■ **INSTRUÇÕES**:
**A.** No artigo sobre séries de tecnologia, qual série trata do desenvolvimento dos computadores nos anos 1980?
**B.** Disponha em lista numerada as linhas dos registros, do início dos registros até a linha com "85), (143, 84)]]", inclusive, deixando de fora as linhas em branco.

■ **ARTIGO**:

----------------------------------------

Logo no primeiro episódio de “Mr. Robot”, a serie deu uma mostra de que estaria um passo à frente da realidade: o hacker Elliot, interpretado por Rami Malek, força o namorado de sua psicóloga, que é casado, a terminar com ela. A ameaça: mostrar para a mulher seu perfil no site de traição Ashley Madison. Meses depois a chantagem não valeria nada, já que um grupo real de hackers liberou os dados de milhões de usuários do serviço.
Em tempos em que fotos de celebridades nuas são roubadas de seus celulares e computadores e da divulgação de dados do Ashley Madison, faltava uma série sobre a fragilidade da privacidade na internet. Como a criação de Sam Esmail, outras séries recentes têm colocado em primeiro plano algo importante na vida, mas secundário até então na televisão: a tecnologia. E não de um jeito completamente fora da realidade, como total ficção científica, e sim trazendo o tema para a atualidade. Falam de como a tecnologia influi no dia a dia, de seus prós e riscos.
O tema central é o mesmo, mas são séries bem diferentes. Tem uma sobre o desenvolvimento dos computadores nos anos 1980 (“Halt & Catch Fire”); outra mais futurista, sobre o que aconteceria se máquinas super modernas substituíssem humanos em quase tudo (“Humans”); uma comédia sobre uma start-up no Vale do Silício (“Silicon Valley”); tem até o “Além da Imaginação” da era das redes sociais, que mostra o lado assustador da internet (“Black Mirror”). E “Mr. Robot”, a mais atual de todas, sobre um grupo de hackers idealistas.
Pergunte a alguém a razão do sucesso de seu livro/filme/programa de TV e a resposta, via de regra, vai seguir o mesmo roteiro. O primeiro instinto é dizer algo como “não sei” ou “se soubesse a fórmula, estaria rico”. Depois vêm alguns chutes. Teve química no elenco, o roteiro era in-crí-vel, o público se identificou e por aí vai. Não tem diagnóstico certeiro. Mas a conclusão quase sempre gira em torno de uma observação singela: produzimos a coisa certa na hora certa. Lançada no momento errado, uma série maravilhosa pode se perder no meio da massa — só em 2014 foram exibidas mais de 370 séries nos Estados Unidos (constatação óbvia de hoje: é mais de uma por dia no ano).

----------------------------------------

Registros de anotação
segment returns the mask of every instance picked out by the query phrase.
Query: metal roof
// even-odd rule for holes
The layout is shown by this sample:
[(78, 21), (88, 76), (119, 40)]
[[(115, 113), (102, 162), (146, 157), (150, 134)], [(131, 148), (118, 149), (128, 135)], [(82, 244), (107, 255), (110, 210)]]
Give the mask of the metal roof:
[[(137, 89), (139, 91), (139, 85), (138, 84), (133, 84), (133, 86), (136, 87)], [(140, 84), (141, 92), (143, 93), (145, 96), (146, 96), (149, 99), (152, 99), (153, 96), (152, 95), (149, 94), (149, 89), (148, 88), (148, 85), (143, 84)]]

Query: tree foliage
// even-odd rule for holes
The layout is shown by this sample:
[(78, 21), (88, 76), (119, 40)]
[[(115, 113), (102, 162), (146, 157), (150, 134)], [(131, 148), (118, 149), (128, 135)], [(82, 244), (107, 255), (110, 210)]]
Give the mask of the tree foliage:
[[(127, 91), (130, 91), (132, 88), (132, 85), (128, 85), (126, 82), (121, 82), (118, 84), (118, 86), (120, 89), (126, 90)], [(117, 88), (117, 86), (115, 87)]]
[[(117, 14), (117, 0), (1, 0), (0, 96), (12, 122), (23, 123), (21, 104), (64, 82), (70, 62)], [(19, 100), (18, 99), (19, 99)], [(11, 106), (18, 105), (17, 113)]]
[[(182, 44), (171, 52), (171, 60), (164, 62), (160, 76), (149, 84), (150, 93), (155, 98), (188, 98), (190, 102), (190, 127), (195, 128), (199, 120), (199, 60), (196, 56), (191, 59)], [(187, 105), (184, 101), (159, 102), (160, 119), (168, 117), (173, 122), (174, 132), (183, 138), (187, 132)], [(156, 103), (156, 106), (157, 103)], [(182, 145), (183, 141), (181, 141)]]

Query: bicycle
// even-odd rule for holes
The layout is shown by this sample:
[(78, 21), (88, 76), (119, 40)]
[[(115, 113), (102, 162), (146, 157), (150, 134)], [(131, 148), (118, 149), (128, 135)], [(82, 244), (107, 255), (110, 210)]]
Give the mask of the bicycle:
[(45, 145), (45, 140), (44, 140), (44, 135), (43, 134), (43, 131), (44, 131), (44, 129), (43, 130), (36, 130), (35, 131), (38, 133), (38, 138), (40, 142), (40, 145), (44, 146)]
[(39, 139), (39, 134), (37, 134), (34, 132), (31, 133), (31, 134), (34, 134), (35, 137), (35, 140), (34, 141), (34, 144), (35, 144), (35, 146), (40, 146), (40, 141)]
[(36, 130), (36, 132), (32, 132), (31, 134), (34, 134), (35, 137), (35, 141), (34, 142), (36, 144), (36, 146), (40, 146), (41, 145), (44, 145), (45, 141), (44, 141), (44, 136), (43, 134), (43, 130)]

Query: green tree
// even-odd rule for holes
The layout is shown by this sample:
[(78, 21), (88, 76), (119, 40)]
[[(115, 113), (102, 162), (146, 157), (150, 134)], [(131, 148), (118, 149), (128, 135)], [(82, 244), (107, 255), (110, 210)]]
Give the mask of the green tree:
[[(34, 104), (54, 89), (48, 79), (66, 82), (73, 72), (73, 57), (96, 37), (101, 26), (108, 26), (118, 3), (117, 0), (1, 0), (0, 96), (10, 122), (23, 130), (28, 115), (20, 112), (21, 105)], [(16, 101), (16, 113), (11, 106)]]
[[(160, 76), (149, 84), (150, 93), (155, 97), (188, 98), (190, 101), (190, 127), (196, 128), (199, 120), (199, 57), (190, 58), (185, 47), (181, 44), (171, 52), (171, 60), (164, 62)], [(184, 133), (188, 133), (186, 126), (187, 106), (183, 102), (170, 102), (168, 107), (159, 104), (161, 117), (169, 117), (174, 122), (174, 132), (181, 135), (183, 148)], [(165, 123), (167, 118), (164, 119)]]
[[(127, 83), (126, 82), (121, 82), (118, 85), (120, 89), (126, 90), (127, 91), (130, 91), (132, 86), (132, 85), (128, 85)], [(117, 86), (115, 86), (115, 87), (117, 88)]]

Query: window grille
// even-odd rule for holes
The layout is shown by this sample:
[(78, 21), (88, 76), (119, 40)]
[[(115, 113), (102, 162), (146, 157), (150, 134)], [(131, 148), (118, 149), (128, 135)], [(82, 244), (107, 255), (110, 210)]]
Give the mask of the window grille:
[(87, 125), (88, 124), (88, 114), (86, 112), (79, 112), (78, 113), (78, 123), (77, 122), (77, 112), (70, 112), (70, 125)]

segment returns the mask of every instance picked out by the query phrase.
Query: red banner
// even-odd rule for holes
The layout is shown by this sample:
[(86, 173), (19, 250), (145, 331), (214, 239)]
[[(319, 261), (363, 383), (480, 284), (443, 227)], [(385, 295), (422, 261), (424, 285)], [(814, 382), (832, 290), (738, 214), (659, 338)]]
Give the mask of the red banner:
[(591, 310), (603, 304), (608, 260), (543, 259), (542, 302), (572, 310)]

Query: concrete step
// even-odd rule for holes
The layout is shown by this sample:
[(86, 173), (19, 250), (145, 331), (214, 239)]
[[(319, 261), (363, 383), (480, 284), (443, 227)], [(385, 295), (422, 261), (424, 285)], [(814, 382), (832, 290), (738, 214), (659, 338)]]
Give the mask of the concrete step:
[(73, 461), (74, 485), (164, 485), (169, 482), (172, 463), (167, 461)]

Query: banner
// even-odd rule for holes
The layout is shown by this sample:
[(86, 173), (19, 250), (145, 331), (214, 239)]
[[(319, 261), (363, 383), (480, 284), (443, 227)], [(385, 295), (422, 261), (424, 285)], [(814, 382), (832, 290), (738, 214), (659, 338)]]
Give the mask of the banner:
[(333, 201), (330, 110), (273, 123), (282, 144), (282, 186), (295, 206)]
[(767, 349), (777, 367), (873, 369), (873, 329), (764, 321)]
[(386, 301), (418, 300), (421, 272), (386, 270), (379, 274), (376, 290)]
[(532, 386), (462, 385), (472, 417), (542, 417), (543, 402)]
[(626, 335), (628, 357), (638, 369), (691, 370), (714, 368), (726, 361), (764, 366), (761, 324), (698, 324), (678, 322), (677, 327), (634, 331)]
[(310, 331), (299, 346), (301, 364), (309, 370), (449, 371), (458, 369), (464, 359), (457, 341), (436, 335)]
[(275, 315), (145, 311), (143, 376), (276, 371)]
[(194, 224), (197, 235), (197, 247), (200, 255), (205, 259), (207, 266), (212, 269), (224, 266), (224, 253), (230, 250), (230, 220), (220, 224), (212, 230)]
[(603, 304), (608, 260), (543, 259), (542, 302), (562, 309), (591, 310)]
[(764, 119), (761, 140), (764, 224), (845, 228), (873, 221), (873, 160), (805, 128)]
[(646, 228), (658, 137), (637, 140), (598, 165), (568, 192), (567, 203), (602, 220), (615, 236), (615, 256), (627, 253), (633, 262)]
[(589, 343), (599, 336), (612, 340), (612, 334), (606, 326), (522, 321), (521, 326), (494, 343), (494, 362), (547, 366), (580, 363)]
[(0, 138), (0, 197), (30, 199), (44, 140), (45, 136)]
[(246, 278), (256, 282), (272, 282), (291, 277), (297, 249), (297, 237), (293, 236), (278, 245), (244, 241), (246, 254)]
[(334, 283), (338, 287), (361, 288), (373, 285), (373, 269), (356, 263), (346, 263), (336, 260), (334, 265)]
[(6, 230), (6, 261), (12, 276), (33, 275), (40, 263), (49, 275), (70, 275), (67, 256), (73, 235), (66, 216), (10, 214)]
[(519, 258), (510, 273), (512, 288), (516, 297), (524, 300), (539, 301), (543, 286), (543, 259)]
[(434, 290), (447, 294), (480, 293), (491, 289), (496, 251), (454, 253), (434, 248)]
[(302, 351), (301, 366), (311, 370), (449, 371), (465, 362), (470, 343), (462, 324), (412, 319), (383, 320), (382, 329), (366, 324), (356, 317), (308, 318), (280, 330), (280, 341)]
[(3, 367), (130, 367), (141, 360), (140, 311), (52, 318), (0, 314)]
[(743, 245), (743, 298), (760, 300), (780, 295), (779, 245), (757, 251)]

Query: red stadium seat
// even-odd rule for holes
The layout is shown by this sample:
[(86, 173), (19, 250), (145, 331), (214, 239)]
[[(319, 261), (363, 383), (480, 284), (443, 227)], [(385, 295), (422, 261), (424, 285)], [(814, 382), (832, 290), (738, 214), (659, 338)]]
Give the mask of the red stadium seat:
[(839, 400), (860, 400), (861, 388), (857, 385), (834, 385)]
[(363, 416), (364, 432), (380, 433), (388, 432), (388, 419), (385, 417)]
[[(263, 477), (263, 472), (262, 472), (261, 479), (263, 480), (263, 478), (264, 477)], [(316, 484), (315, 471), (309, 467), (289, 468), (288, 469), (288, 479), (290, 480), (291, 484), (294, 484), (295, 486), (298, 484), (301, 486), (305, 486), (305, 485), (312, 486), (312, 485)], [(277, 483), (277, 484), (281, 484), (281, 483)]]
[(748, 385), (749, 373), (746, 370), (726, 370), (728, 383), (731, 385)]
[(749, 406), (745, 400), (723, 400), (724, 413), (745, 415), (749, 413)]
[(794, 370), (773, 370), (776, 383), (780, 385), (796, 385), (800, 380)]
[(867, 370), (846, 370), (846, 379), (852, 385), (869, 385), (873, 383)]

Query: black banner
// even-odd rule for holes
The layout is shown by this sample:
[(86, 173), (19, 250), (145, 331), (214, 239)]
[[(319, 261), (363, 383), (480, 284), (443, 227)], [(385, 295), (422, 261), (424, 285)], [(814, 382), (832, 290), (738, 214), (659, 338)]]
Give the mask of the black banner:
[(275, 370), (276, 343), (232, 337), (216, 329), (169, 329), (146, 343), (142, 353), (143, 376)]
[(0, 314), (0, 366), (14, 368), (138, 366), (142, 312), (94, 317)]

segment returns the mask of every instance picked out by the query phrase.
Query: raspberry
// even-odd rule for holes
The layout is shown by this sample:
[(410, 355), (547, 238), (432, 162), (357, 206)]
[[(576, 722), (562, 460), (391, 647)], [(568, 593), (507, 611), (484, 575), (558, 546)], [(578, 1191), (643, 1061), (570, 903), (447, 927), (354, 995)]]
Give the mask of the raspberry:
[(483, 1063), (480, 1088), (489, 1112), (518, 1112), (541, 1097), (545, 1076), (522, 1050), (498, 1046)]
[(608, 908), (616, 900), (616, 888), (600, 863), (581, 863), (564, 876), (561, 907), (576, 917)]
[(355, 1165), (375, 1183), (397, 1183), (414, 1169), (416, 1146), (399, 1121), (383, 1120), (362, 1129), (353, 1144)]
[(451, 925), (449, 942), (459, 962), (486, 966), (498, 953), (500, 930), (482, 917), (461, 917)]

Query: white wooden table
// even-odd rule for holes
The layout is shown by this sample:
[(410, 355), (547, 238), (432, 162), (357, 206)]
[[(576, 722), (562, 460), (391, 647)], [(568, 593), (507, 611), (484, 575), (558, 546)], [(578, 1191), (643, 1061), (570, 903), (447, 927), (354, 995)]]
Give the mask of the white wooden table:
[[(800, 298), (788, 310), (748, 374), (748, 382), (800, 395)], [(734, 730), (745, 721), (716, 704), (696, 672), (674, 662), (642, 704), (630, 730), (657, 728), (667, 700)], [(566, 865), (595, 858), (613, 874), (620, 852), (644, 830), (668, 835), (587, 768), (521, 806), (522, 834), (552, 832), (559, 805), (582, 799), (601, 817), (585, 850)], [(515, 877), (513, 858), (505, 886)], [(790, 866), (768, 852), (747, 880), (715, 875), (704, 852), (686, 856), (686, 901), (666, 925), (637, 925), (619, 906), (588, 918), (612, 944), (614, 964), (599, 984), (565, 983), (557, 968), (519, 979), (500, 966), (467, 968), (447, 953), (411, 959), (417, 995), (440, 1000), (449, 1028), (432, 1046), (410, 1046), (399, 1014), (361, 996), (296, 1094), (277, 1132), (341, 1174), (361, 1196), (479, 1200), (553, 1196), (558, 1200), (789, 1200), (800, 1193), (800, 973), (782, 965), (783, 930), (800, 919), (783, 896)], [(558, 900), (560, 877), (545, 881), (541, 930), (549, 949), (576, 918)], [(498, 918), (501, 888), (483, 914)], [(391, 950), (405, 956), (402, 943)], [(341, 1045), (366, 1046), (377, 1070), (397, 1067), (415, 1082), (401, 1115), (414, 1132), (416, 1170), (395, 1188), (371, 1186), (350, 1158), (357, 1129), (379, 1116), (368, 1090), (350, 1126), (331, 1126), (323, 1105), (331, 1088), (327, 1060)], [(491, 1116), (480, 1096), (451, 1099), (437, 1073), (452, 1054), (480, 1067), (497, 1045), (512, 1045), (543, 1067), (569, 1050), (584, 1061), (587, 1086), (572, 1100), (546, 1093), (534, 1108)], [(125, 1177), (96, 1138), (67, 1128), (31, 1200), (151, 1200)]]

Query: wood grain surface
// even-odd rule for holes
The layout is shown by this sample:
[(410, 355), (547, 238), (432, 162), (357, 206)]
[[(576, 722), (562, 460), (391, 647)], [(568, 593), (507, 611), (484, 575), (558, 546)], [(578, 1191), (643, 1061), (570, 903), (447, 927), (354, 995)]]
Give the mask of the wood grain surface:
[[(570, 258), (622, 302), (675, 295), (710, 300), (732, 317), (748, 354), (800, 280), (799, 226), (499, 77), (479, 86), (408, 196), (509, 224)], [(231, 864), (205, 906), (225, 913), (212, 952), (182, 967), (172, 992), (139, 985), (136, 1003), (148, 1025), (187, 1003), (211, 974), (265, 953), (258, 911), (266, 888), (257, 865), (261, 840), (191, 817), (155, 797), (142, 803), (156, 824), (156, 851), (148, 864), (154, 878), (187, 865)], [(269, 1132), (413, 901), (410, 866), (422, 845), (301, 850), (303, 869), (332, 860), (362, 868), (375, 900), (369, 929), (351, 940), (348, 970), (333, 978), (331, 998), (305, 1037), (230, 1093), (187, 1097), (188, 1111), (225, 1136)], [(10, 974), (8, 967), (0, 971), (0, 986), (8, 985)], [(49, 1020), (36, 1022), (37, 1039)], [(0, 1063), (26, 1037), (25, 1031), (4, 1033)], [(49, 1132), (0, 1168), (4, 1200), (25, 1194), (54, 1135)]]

----------------------------------------

■ **RESPOSTAS**:
**A.** “Halt & Catch Fire”.

**B.**
1. segment returns the mask of every instance picked out by the query phrase.
2. Query: metal roof
3. // even-odd rule for holes
4. The layout is shown by this sample:
5. [(78, 21), (88, 76), (119, 40)]
6. [[(115, 113), (102, 162), (146, 157), (150, 134)], [(131, 148), (118, 149), (128, 135)], [(82, 244), (107, 255), (110, 210)]]
7. Give the mask of the metal roof:
8. [[(137, 89), (139, 91), (139, 85), (138, 84), (133, 84), (133, 86), (136, 87)], [(140, 84), (141, 92), (143, 93), (145, 96), (146, 96), (149, 99), (152, 99), (153, 96), (152, 95), (149, 94), (149, 89), (148, 88), (148, 85), (143, 84)]]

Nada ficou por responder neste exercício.